## [DATA SECTION]
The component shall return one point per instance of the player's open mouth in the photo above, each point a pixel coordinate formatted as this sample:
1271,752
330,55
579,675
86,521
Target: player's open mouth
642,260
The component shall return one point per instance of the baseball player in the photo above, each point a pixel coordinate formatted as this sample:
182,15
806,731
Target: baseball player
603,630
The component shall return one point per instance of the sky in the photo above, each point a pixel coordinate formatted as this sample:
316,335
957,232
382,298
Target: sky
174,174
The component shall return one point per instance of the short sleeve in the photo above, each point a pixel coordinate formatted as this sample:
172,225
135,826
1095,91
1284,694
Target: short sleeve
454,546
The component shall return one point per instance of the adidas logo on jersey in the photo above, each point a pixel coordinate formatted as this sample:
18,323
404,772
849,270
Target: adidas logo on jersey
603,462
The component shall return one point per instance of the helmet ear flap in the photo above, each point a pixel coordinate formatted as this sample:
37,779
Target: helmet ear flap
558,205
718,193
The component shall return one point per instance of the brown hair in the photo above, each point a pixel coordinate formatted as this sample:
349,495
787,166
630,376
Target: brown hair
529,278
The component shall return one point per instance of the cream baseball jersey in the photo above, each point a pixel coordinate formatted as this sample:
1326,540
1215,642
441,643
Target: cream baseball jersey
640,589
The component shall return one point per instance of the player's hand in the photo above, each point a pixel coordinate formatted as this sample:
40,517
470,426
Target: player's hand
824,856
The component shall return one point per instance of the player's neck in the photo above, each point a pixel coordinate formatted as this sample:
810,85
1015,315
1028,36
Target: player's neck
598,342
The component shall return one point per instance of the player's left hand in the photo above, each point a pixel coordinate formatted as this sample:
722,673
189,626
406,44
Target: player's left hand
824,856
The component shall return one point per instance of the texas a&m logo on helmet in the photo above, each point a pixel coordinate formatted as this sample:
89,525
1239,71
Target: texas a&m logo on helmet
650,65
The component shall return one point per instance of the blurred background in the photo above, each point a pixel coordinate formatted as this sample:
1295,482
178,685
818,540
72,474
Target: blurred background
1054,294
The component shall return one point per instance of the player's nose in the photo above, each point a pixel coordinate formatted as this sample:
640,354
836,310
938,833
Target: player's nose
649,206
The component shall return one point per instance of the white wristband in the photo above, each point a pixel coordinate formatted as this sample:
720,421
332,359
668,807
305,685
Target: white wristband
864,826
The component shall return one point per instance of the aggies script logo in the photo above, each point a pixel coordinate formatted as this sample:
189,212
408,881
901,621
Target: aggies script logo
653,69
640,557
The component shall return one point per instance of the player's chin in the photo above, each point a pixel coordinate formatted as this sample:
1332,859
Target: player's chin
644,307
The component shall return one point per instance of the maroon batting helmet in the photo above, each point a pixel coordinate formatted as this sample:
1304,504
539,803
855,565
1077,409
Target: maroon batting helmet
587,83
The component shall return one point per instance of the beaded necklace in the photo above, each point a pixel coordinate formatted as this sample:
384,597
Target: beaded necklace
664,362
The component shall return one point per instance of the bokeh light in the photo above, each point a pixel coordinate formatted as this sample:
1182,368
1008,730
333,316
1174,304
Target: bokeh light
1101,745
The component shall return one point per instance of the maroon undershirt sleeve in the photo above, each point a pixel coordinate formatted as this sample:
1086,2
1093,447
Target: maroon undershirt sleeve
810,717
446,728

## [TASK INSTRUCTIONS]
Please set down, with no changes, the line that contains "Target: bokeh light" and all the lines after it until the entries end; write nothing besides them.

## [PROBLEM SOLUTION]
Target: bokeh light
1101,745
The component shall return one point per instance of the maroon undershirt sleeve in the photo above, each point a pixel coordinate formatted as this sample:
1086,2
1093,447
Target: maroon undershirt sleeve
810,717
446,728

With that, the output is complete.